GIVEN TASK A:
According to the Pynids installation notes, why did the writer not install Libnids separately? Answer in one to three sentences.

QUOTED PASSAGE:
========================================================================
I installed the net/libnet-devel port. Note this installs Libnet 1.1.2.1, rather than the deprecated Libnet 1.0.2a found in net/libnet.

Next I downloaded and extracted pynids-0.5rc1.tar.gz.

janney:/usr/local/src$ tar -xzvf pynids-0.5rc1.tar.gz
x pynids-0.5rc1/
x pynids-0.5rc1/CHANGES
x pynids-0.5rc1/COPYING
x pynids-0.5rc1/Example
x pynids-0.5rc1/MANIFEST.in
x pynids-0.5rc1/README
x pynids-0.5rc1/dispatch.diff
x pynids-0.5rc1/libnids-1.19.tar
x pynids-0.5rc1/nidsmodule.c
x pynids-0.5rc1/setup.cfg
x pynids-0.5rc1/setup.py
x pynids-0.5rc1/PKG-INFO

Note I did not install Libnids myself. Mike packages a patched version of Libnids with his Pynids distribution.

I used these commands to install Pynids:

janney:/usr/local/src$ cd pynids-0.5rc1
janney:/usr/local/src/pynids-0.5rc1$ python2.4 setup.py build
running build
tar -xf libnids-1.19.tar
patch -c -p1 -i ../dispatch.diff
...edited...
janney:/usr/local/src/pynids-0.5rc1$ sudo python2.4 setup.py install
running install
running build
running build_ext
running install_lib
copying build/lib.freebsd-5.3-RELEASE-p2-i386-2.4/nidsmodule.so
-> /usr/local/lib/python2.4/site-packages

Now that Pynids was installed, I downloaded Flowgrep and installed it.
========================================================================
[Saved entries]
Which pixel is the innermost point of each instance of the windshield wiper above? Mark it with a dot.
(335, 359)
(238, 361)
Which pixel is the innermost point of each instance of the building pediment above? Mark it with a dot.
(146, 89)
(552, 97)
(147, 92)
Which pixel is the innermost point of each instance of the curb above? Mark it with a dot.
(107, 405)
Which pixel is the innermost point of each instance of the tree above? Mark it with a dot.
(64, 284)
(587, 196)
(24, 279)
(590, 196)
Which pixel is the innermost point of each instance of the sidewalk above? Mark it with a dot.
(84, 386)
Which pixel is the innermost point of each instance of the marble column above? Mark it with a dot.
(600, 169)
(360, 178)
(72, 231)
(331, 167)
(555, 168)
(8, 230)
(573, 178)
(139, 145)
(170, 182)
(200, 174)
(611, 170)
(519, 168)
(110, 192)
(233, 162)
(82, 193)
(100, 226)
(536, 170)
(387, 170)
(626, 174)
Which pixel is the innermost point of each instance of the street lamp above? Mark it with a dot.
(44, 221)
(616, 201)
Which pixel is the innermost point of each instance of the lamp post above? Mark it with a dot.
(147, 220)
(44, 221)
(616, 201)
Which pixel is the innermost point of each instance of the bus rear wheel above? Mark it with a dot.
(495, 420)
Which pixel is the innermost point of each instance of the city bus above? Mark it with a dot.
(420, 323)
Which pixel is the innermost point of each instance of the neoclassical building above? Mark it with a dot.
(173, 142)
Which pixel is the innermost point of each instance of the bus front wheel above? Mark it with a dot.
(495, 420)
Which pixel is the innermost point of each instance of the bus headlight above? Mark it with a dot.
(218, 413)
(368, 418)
========================================================================
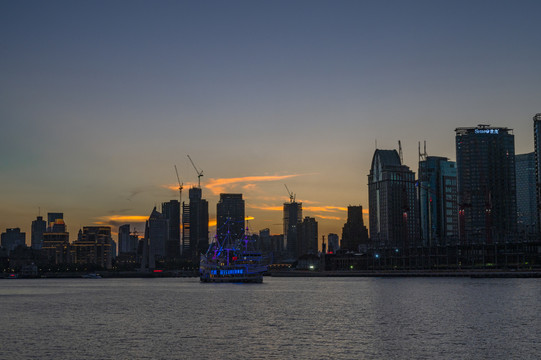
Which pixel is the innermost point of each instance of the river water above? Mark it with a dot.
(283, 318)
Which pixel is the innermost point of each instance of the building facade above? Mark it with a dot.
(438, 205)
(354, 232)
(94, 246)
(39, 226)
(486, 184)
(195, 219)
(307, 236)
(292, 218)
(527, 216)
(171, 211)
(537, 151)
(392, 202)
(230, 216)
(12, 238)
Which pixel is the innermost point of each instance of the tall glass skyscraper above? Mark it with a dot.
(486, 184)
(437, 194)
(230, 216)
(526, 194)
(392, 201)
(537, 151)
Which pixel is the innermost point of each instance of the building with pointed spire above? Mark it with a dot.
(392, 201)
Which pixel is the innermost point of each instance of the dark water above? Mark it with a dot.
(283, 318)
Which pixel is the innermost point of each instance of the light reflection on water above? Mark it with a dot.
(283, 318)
========================================================================
GIVEN TASK B:
Select every line in the listing that contains the string "water". Case counts.

EXERCISE RESPONSE A:
The writer did not install Libnids separately because Mike packages a patched version of Libnids with his Pynids distribution.

EXERCISE RESPONSE B:
Which pixel is the innermost point of each instance of the river water above? Mark it with a dot.
Which pixel is the innermost point of each instance of the dark water above? Mark it with a dot.
Which pixel is the innermost point of each instance of the light reflection on water above? Mark it with a dot.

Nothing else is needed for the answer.